Transcribe every entry precisely, omitting nothing.

§ Records supplied:
Content starts

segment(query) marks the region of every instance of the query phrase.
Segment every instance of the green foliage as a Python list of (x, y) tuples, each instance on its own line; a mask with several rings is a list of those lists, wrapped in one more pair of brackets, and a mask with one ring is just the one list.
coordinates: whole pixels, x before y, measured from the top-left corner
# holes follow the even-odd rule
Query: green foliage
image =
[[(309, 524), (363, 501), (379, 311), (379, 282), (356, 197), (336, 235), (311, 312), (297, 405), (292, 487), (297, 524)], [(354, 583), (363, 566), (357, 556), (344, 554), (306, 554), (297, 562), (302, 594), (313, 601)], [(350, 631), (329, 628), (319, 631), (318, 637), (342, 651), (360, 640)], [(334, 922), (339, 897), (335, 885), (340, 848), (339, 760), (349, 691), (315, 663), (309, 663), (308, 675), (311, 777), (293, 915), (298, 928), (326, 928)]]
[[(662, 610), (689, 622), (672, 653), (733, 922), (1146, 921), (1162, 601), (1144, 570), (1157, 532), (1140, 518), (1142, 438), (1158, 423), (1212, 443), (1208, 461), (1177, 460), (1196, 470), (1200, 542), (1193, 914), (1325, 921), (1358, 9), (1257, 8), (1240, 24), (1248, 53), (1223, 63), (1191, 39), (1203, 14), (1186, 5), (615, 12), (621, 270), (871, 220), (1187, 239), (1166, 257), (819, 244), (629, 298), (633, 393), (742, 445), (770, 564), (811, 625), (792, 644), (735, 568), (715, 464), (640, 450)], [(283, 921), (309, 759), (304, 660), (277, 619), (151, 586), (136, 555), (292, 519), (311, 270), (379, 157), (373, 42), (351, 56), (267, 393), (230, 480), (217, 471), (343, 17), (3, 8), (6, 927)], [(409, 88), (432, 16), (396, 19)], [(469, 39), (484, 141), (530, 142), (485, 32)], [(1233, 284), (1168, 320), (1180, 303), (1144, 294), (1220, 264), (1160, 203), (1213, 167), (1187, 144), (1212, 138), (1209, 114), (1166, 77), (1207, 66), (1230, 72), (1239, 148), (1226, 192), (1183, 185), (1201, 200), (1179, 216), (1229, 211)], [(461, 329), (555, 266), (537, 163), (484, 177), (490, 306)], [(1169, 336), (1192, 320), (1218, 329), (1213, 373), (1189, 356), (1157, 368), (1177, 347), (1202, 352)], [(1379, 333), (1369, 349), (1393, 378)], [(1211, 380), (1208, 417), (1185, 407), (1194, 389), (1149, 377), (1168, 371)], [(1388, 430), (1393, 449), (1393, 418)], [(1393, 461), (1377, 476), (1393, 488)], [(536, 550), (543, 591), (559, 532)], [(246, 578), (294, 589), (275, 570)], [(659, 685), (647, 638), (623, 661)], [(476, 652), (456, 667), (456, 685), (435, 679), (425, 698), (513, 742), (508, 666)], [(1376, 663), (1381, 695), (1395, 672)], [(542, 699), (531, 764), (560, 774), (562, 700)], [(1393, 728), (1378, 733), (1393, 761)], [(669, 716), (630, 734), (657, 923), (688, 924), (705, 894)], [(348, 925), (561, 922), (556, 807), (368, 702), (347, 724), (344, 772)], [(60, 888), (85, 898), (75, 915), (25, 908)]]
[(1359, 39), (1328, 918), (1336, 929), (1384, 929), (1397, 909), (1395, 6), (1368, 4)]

Content ends

§ Task solution:
segment(query) marks the region of every instance of the query phrase.
Segment every instance of the green foliage as a Python list of (x, y) tuples, each instance on its own line; a mask with several rings is a list of those lists, wrapped in one more pair of brackets, and a mask with one ring is just the one list.
coordinates: whole pixels, x before y, measured from the top-left corner
# holes follow the even-odd rule
Query: green foliage
image =
[[(309, 524), (363, 501), (379, 311), (379, 282), (356, 197), (336, 235), (311, 312), (297, 405), (292, 487), (297, 524)], [(354, 583), (363, 566), (357, 556), (344, 554), (306, 554), (297, 562), (302, 594), (313, 601)], [(350, 631), (329, 628), (319, 631), (318, 637), (342, 651), (360, 640)], [(334, 922), (339, 897), (335, 885), (340, 848), (339, 760), (349, 691), (315, 663), (309, 663), (308, 675), (311, 777), (293, 915), (298, 928), (326, 928)]]
[[(662, 610), (689, 622), (672, 653), (733, 922), (1146, 921), (1162, 601), (1144, 570), (1157, 532), (1140, 518), (1142, 438), (1158, 423), (1212, 443), (1208, 461), (1177, 460), (1196, 470), (1200, 542), (1193, 914), (1325, 921), (1358, 9), (1257, 8), (1240, 24), (1248, 53), (1223, 63), (1191, 39), (1203, 14), (1186, 5), (615, 12), (621, 270), (871, 220), (1187, 239), (1166, 257), (819, 244), (629, 298), (633, 393), (742, 445), (770, 564), (811, 625), (792, 644), (735, 568), (715, 464), (640, 450)], [(283, 921), (309, 759), (304, 660), (277, 619), (151, 586), (136, 555), (292, 519), (311, 270), (379, 157), (373, 42), (351, 56), (267, 393), (230, 480), (217, 471), (343, 17), (3, 8), (6, 927)], [(409, 88), (432, 16), (396, 19)], [(469, 39), (484, 141), (530, 142), (485, 32)], [(1233, 284), (1168, 320), (1180, 303), (1144, 294), (1220, 264), (1160, 203), (1213, 167), (1187, 144), (1212, 138), (1209, 114), (1166, 77), (1207, 66), (1230, 72), (1239, 148), (1226, 192), (1183, 185), (1201, 200), (1179, 216), (1229, 211)], [(461, 329), (555, 266), (537, 163), (484, 177), (490, 306)], [(1169, 336), (1192, 320), (1218, 329), (1213, 373), (1189, 356), (1157, 368), (1177, 347), (1202, 352)], [(1379, 333), (1369, 349), (1393, 378)], [(1211, 380), (1208, 417), (1185, 407), (1194, 389), (1149, 377), (1168, 371)], [(1388, 430), (1393, 449), (1393, 418)], [(1393, 461), (1377, 476), (1393, 488)], [(536, 550), (543, 591), (559, 532)], [(246, 578), (294, 589), (275, 570)], [(659, 685), (647, 638), (623, 661)], [(476, 652), (456, 667), (456, 685), (435, 679), (425, 698), (513, 742), (508, 666)], [(1376, 663), (1381, 695), (1395, 672)], [(542, 699), (531, 764), (560, 774), (562, 700)], [(1393, 728), (1378, 733), (1393, 761)], [(669, 716), (630, 734), (657, 923), (688, 924), (705, 894)], [(348, 925), (561, 922), (556, 807), (368, 702), (347, 724), (344, 772)], [(60, 888), (85, 898), (75, 915), (25, 908)]]
[(1359, 39), (1328, 918), (1336, 929), (1384, 929), (1397, 909), (1395, 6), (1368, 4)]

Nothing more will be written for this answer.